*What you should do*: Can you rename "long hair" to "flowing hair" in every place it occurs in the lines below and give them again with nothing else changed?

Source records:
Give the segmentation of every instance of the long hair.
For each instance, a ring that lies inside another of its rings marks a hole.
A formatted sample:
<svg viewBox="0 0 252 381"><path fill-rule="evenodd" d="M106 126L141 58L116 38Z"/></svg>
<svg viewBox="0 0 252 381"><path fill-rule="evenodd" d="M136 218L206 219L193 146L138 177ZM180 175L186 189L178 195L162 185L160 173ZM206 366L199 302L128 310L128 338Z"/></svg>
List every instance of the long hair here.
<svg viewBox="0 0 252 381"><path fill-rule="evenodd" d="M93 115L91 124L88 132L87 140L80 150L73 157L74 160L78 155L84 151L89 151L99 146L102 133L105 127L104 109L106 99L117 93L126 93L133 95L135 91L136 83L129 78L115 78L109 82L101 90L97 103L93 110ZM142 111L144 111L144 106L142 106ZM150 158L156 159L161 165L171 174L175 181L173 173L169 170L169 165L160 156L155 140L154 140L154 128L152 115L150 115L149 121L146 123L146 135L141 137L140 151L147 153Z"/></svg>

*Finished exercise*:
Give the segmentation of every instance of the flowing hair.
For each instance, a ring that lies inside another of its rings marks a hole.
A formatted sample:
<svg viewBox="0 0 252 381"><path fill-rule="evenodd" d="M106 126L141 58L116 38Z"/></svg>
<svg viewBox="0 0 252 381"><path fill-rule="evenodd" d="M136 218L206 219L193 146L138 177ZM180 175L186 189L178 195L162 185L160 173ZM206 366L199 302L128 310L128 338Z"/></svg>
List every instance of the flowing hair here.
<svg viewBox="0 0 252 381"><path fill-rule="evenodd" d="M93 115L91 124L88 132L87 140L80 150L73 157L74 160L78 155L84 151L89 151L99 146L102 133L105 127L104 109L106 99L117 93L126 93L133 95L135 91L136 83L129 78L115 78L109 82L101 90L97 103L93 110ZM142 111L144 111L144 106L142 106ZM150 158L156 159L161 165L171 174L175 181L173 173L169 170L169 165L160 156L155 140L154 140L154 128L152 115L150 115L149 121L146 123L146 135L141 137L140 151L147 153Z"/></svg>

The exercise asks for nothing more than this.